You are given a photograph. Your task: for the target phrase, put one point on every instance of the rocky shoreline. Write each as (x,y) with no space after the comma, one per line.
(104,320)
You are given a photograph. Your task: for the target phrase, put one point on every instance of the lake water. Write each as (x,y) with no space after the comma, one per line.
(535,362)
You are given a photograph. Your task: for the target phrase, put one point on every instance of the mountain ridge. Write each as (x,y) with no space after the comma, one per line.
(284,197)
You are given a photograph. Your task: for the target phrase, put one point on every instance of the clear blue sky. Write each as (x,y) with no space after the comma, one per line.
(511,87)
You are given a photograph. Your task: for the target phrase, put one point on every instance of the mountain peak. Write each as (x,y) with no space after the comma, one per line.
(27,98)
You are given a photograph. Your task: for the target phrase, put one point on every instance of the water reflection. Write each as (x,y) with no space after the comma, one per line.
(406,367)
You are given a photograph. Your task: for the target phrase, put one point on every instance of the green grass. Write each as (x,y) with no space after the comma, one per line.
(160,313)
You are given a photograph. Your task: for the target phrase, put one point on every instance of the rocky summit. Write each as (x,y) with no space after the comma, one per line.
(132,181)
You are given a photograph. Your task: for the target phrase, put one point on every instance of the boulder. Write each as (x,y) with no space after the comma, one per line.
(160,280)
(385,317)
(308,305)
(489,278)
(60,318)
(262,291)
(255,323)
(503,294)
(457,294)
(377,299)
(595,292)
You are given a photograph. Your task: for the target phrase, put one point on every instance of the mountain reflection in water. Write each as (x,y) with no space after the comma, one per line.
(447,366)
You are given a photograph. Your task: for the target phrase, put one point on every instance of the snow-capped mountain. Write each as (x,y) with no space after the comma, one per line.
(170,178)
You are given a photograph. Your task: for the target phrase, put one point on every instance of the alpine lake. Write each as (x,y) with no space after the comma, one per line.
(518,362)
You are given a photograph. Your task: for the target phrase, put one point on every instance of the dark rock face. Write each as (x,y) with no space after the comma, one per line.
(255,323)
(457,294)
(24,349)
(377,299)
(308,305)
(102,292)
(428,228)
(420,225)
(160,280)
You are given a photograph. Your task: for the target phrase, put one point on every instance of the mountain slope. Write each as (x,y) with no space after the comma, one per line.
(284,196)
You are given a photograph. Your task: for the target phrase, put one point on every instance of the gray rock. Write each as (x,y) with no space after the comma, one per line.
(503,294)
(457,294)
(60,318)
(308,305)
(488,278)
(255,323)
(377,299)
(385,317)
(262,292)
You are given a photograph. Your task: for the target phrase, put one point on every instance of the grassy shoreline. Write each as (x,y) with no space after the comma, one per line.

* * *

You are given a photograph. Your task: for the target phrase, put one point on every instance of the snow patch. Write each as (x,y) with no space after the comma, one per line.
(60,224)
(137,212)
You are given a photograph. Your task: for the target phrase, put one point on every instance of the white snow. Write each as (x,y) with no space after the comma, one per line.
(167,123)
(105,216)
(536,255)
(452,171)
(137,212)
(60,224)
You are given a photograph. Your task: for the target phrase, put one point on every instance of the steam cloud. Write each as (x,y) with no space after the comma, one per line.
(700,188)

* * *

-- What you have to do --
Find each line of the rows above that contains the word "shoreline" and copy it out. Case counts.

-- Response to the task --
You are given a photograph. Your task: for the target phrase, put one point on every instance of the rocky shoreline. Write each as (x,y) with no space after the comma, one per line.
You are given a photograph. Your task: for the target phrase, put one point on every instance of the grassy shoreline. Write each as (x,y) with no space after the comma, one per line.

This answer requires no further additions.